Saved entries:

————

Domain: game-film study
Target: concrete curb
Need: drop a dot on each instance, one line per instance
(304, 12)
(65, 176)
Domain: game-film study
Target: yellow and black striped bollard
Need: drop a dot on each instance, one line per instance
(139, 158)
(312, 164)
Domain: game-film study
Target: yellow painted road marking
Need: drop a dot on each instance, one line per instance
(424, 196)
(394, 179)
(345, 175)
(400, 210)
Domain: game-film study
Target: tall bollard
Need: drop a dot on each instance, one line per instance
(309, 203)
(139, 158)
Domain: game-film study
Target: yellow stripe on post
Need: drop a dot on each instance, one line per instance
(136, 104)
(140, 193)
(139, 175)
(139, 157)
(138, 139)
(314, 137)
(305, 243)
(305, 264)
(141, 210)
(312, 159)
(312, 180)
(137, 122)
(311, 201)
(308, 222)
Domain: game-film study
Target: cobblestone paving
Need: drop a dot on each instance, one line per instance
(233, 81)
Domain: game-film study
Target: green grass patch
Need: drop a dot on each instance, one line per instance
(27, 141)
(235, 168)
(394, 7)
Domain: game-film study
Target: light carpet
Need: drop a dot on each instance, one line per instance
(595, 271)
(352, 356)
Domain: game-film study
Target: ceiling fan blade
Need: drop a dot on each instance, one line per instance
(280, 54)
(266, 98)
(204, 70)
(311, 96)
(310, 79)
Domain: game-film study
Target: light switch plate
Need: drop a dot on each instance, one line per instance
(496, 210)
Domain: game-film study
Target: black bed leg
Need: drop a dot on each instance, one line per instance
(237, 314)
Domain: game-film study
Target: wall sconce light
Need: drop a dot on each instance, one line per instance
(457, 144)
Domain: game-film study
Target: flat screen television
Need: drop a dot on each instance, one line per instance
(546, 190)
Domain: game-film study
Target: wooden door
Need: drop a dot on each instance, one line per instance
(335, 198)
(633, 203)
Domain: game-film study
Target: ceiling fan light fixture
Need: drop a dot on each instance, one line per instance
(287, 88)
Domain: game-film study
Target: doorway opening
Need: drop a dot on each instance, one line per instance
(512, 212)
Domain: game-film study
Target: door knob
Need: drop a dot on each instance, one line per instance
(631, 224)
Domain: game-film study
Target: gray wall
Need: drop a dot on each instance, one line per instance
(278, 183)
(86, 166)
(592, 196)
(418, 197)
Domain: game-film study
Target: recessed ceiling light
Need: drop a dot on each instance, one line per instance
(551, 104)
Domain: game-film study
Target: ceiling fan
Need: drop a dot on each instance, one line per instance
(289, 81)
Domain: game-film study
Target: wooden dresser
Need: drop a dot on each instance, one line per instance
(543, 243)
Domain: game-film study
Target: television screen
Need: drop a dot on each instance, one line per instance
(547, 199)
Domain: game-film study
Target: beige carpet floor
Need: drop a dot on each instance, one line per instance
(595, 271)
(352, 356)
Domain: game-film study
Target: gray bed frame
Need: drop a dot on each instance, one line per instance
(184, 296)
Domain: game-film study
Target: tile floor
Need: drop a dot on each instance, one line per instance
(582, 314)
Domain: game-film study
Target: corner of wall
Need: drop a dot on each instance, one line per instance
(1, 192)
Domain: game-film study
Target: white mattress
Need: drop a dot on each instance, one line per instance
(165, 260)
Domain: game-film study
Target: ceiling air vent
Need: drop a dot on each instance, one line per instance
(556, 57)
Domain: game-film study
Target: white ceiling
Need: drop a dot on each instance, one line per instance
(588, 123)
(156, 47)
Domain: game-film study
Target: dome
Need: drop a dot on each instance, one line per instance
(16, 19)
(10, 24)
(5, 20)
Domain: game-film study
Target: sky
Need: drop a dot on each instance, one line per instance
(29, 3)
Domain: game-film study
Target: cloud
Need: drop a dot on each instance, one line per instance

————

■ **Prompt**
An accurate, complete transcription of the records above is needed.

■ **Written solution**
Domain: game-film study
Target: concrete curb
Need: drop a dot on each instance, one line per instance
(304, 12)
(65, 176)
Domain: game-film study
Target: yellow and black striped bollard
Need: drop a dot on each instance, one line per instance
(139, 158)
(312, 164)
Domain: game-film study
Target: yellow painted road marking
Need: drop a dot on each instance, one line per instance
(424, 196)
(394, 179)
(345, 175)
(400, 210)
Domain: game-film study
Target: tall bollard
Need: drop a dot on each instance, one line per instance
(309, 203)
(139, 158)
Domain: game-film study
Target: yellow stripe on post
Need: drop a dot on each instance, one line per instance
(136, 104)
(140, 193)
(139, 175)
(139, 157)
(138, 139)
(314, 137)
(305, 243)
(305, 264)
(141, 210)
(312, 159)
(312, 180)
(137, 122)
(311, 201)
(308, 222)
Domain: game-film study
Target: cobblestone paving
Need: drop a dot on each instance, one line per instance
(233, 81)
Domain: game-film study
Target: green grass patch
Need: drop a dot on each instance, one line per instance
(27, 141)
(235, 168)
(394, 7)
Domain: game-film study
Target: light carpet
Need: drop a dot on each instance, one line per instance
(595, 271)
(352, 356)
Domain: game-film study
Target: ceiling fan blade
Need: drop a dot on each instance, one line per instance
(280, 54)
(266, 98)
(204, 70)
(311, 96)
(310, 79)
Domain: game-film study
Target: light switch plate
Need: drop a dot on each instance, one line per instance
(496, 210)
Domain: game-film study
Target: black bed leg
Need: drop a dot on each instance, one line per instance
(237, 314)
Domain: game-film study
Target: wall sconce light
Need: drop a dot on each instance, one line per instance
(457, 144)
Domain: game-film study
Target: flat screen television
Need: drop a dot on each instance, one line per instance
(546, 190)
Domain: game-film study
Target: wooden door
Need: drop a dot on each instance, one line per instance
(335, 198)
(633, 203)
Domain: game-film study
Target: ceiling fan light fixture
Need: drop a dot on each instance, one line per instance
(287, 88)
Domain: game-film study
Target: doorway opening
Need: drop a dot on each instance, one line per instance
(512, 212)
Domain: game-film study
Target: door knob
Need: drop a dot on each instance, one line per instance
(631, 224)
Domain: game-film study
Target: gray wall
Need: drop a dot on each instance, one line per instance
(278, 183)
(86, 166)
(592, 196)
(418, 197)
Domain: game-film study
Target: recessed ceiling light
Need: drop a dot on each instance, one line per instance
(551, 104)
Domain: game-film study
Target: ceiling fan
Need: drop a dot on each instance, one line per instance
(289, 81)
Domain: game-film study
Target: wooden dresser
Need: drop a dot on each instance, one line per instance
(543, 243)
Domain: game-film study
Target: television screen
Need: drop a dot on each instance, one line per instance
(547, 199)
Domain: game-film study
Target: beige carpet floor
Need: drop a dot on each instance, one line per instance
(595, 271)
(352, 356)
Domain: game-film study
Target: gray bed frame
Need: drop a dot on each instance, one line per instance
(184, 296)
Domain: game-film study
Target: tile floor
Need: drop a dot on each instance, one line per instance
(582, 314)
Domain: game-film study
Target: corner of wall
Need: drop a dot on each instance, one line per instance
(1, 192)
Domain: game-film study
Target: white mattress
Need: drop a dot on each instance, one line per instance
(165, 260)
Domain: game-film study
Target: ceiling air vent
Need: drop a dot on each instance, one line per instance
(556, 57)
Domain: game-film study
Target: white ceiling
Need: drop a dot on each instance, one line per instance
(588, 123)
(156, 47)
Domain: game-film study
Target: dome
Need: drop a dot on each instance, one line per instance
(16, 19)
(10, 24)
(5, 20)
Domain: game-film study
Target: sky
Need: drop a dot on each instance, one line per instance
(29, 3)
Domain: game-film study
Target: cloud
Need: drop a dot on each instance, one line per instance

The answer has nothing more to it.